▸ **Task instructions**:
Lift out each line of the data that holds "boat".
== Data ==
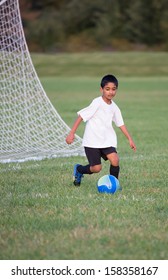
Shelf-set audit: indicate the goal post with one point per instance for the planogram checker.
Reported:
(30, 126)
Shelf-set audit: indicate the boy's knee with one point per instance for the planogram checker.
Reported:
(96, 168)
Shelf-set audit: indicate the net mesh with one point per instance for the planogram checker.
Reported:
(30, 127)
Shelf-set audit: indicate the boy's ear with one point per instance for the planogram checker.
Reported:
(101, 89)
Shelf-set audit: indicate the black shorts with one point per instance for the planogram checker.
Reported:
(94, 155)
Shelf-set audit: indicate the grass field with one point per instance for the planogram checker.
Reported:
(43, 216)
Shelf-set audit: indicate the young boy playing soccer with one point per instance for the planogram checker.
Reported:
(100, 140)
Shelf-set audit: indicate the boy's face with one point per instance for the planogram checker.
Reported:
(108, 92)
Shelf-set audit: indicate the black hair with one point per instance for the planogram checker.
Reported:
(109, 79)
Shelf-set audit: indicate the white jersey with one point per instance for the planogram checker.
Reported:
(99, 132)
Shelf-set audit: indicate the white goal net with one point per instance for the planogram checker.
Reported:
(30, 127)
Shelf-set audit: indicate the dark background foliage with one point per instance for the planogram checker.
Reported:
(73, 25)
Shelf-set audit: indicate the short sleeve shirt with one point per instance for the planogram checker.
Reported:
(99, 117)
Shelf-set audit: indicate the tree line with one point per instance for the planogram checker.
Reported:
(74, 25)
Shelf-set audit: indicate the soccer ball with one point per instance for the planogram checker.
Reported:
(108, 184)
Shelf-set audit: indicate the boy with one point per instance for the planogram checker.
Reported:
(99, 138)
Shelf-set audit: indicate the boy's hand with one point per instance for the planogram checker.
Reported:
(70, 138)
(132, 144)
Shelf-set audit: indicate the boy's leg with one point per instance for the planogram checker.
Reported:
(94, 158)
(114, 167)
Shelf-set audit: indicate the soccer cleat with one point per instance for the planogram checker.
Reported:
(77, 176)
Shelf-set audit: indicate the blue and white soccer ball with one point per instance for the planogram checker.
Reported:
(108, 184)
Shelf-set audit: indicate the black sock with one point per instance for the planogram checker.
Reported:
(84, 169)
(114, 170)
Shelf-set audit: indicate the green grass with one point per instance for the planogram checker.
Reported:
(43, 216)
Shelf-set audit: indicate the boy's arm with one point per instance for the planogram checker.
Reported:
(126, 133)
(71, 136)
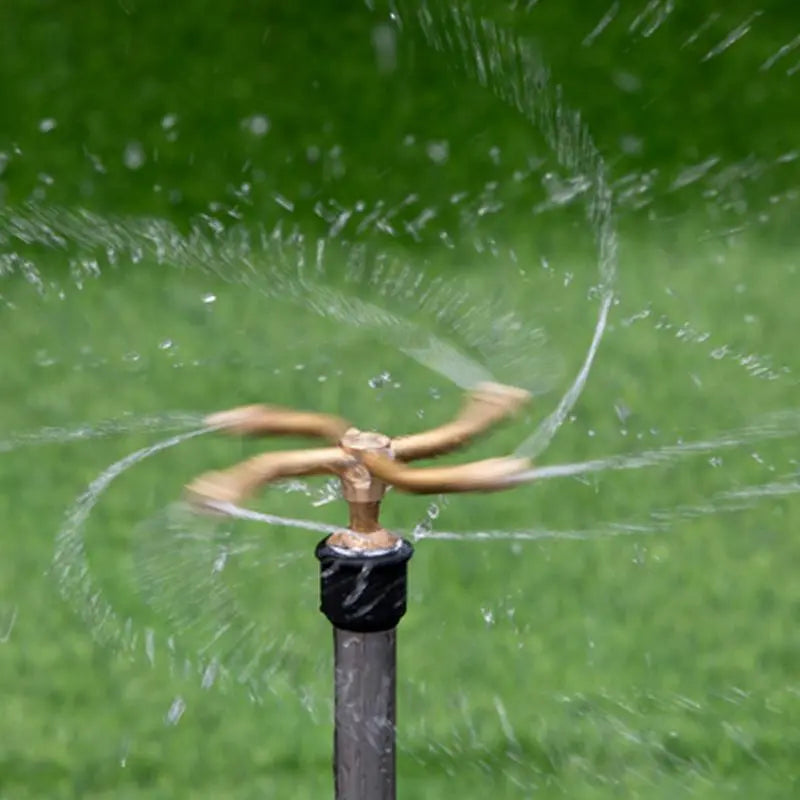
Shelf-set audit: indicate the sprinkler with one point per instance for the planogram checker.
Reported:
(363, 568)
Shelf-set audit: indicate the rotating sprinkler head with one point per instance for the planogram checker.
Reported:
(366, 462)
(363, 567)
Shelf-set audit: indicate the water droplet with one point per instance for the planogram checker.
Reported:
(175, 712)
(257, 124)
(219, 562)
(438, 152)
(210, 675)
(134, 156)
(379, 381)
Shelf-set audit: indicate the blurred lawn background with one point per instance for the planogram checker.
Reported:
(649, 665)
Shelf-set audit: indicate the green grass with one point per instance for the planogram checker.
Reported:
(656, 665)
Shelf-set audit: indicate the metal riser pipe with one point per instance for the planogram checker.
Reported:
(364, 738)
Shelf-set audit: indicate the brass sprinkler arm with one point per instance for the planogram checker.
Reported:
(366, 462)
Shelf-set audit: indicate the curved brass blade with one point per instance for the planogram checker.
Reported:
(492, 474)
(263, 420)
(237, 483)
(486, 406)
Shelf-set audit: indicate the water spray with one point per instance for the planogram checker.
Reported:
(363, 568)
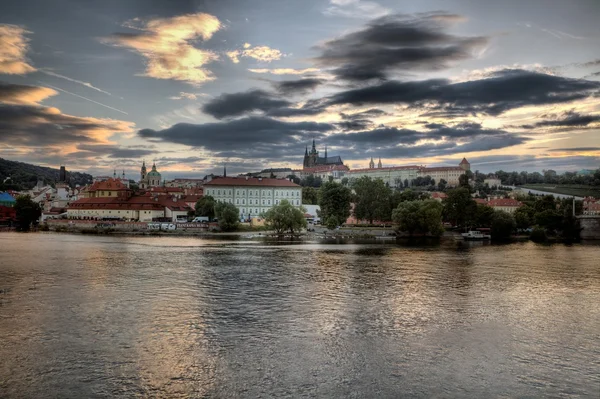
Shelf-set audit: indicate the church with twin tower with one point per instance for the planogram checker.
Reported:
(312, 158)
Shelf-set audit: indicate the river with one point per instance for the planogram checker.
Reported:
(97, 317)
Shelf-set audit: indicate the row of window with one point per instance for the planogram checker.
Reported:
(286, 193)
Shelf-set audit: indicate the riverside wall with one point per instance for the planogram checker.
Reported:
(590, 226)
(80, 225)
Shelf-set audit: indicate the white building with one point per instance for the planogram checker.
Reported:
(253, 195)
(492, 181)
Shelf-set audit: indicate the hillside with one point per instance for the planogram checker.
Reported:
(25, 176)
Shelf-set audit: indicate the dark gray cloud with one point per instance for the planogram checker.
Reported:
(298, 86)
(237, 104)
(113, 151)
(246, 133)
(567, 119)
(370, 113)
(266, 138)
(575, 149)
(243, 103)
(355, 124)
(503, 90)
(397, 43)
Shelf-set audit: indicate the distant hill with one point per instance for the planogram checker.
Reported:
(24, 176)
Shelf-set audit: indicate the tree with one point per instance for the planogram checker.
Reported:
(484, 215)
(503, 224)
(285, 217)
(423, 217)
(228, 215)
(459, 207)
(310, 195)
(334, 201)
(523, 217)
(463, 181)
(372, 199)
(442, 184)
(311, 181)
(28, 212)
(206, 207)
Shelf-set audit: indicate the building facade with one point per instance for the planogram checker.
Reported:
(312, 158)
(253, 195)
(149, 179)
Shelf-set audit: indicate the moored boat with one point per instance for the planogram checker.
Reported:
(476, 235)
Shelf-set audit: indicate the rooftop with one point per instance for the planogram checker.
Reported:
(250, 181)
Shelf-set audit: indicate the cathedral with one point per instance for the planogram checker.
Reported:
(150, 179)
(312, 158)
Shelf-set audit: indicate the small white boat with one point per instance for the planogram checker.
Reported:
(476, 235)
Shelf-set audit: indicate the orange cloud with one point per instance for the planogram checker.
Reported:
(24, 95)
(166, 43)
(13, 48)
(260, 53)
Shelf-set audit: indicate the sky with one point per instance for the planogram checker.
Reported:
(195, 85)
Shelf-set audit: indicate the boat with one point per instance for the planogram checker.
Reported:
(476, 235)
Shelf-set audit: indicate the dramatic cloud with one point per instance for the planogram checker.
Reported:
(355, 9)
(237, 104)
(285, 71)
(23, 123)
(300, 86)
(24, 95)
(568, 119)
(259, 53)
(86, 84)
(248, 137)
(183, 95)
(503, 91)
(167, 45)
(397, 43)
(576, 149)
(370, 113)
(13, 49)
(114, 151)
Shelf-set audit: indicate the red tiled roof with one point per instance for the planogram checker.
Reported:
(324, 168)
(442, 169)
(108, 185)
(504, 202)
(408, 167)
(250, 181)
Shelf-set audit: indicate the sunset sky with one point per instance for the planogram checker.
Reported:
(192, 85)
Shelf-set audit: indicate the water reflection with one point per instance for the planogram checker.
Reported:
(180, 317)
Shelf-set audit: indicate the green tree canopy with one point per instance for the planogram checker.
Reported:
(285, 217)
(484, 215)
(28, 212)
(206, 207)
(334, 201)
(310, 195)
(424, 217)
(503, 225)
(459, 207)
(372, 200)
(228, 215)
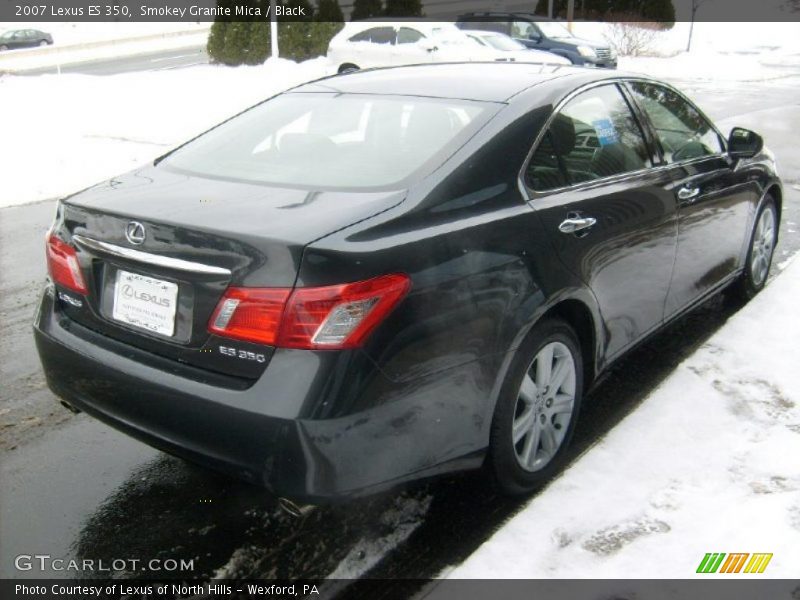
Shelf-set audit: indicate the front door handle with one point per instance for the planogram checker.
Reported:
(688, 194)
(574, 223)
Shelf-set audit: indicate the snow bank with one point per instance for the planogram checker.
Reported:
(71, 131)
(708, 463)
(720, 51)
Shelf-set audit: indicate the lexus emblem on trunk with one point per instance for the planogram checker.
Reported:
(134, 232)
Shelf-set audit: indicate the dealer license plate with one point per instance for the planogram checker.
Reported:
(145, 302)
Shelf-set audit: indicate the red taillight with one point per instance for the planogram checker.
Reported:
(332, 317)
(250, 314)
(62, 263)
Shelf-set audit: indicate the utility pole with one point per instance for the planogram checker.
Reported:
(696, 4)
(273, 29)
(570, 13)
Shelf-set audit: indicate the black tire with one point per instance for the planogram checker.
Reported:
(748, 284)
(504, 461)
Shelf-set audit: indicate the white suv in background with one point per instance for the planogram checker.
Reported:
(367, 44)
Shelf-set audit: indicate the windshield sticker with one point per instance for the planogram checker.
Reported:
(606, 134)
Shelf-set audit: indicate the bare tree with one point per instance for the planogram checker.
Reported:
(632, 38)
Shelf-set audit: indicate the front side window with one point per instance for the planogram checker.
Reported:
(333, 141)
(406, 35)
(594, 135)
(376, 35)
(554, 30)
(683, 133)
(524, 30)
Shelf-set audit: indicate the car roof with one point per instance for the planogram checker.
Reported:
(488, 82)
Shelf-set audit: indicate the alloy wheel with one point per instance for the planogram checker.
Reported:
(763, 246)
(544, 408)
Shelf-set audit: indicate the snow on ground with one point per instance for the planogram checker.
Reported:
(720, 51)
(70, 33)
(396, 524)
(708, 463)
(71, 131)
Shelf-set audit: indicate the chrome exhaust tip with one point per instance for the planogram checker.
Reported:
(70, 408)
(294, 509)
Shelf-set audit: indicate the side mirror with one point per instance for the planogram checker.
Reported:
(743, 143)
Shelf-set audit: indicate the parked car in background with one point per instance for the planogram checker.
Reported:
(24, 38)
(516, 51)
(399, 273)
(367, 44)
(542, 34)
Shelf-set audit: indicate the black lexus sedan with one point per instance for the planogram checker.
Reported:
(397, 273)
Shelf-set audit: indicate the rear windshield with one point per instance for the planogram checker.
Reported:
(332, 140)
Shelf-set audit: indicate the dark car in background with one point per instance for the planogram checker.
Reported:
(24, 38)
(397, 273)
(543, 34)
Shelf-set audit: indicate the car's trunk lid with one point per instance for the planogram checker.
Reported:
(200, 236)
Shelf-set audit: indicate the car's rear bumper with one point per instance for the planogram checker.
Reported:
(261, 433)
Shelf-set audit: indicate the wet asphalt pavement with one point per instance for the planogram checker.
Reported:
(73, 488)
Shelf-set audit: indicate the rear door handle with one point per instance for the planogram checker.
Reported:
(688, 194)
(574, 223)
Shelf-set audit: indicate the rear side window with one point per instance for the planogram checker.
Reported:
(376, 35)
(683, 133)
(594, 135)
(333, 141)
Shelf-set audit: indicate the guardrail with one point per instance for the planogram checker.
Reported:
(24, 59)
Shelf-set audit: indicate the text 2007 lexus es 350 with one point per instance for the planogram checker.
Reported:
(391, 274)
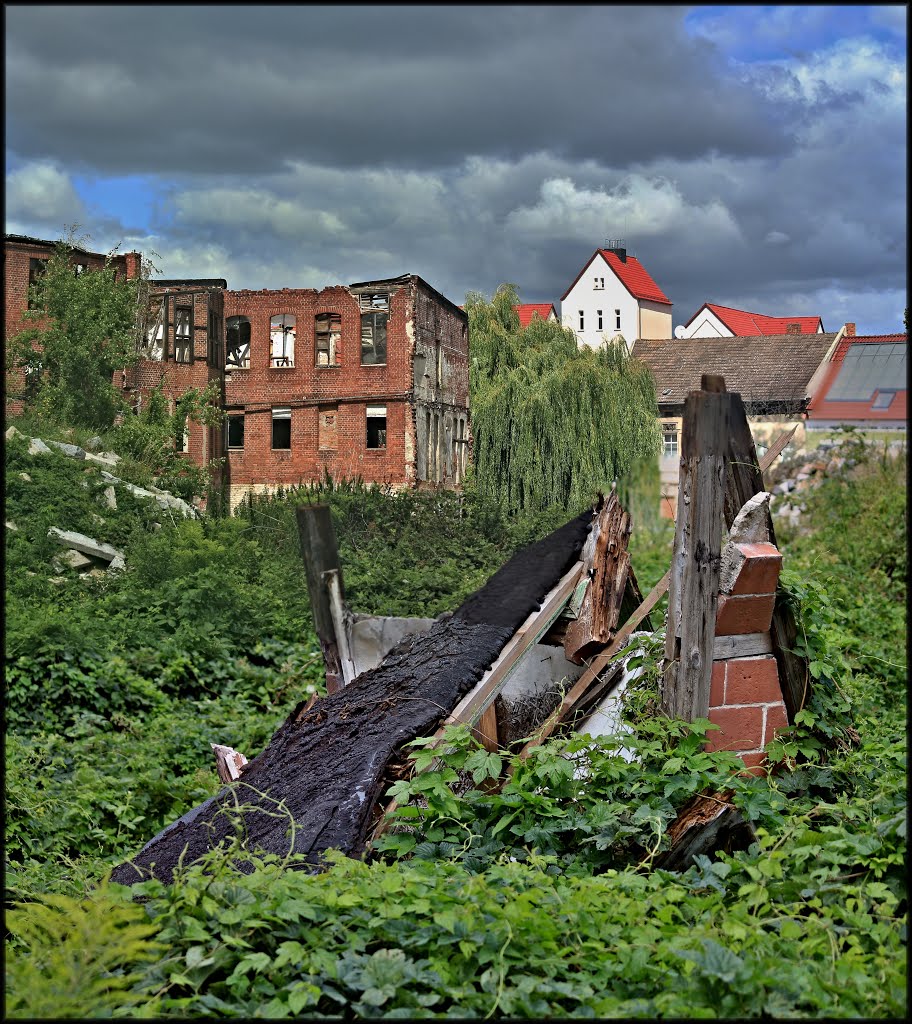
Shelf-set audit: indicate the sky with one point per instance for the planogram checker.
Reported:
(752, 157)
===
▸ **Response area**:
Shelf-set audit: indicate the moored boat with one point per instance for the planogram checker.
Shelf-set audit: indicate the small white boat with one point per instance for the planogram checker.
Shelf-set audit: indicate the boat with one point per instance for the planogram checker.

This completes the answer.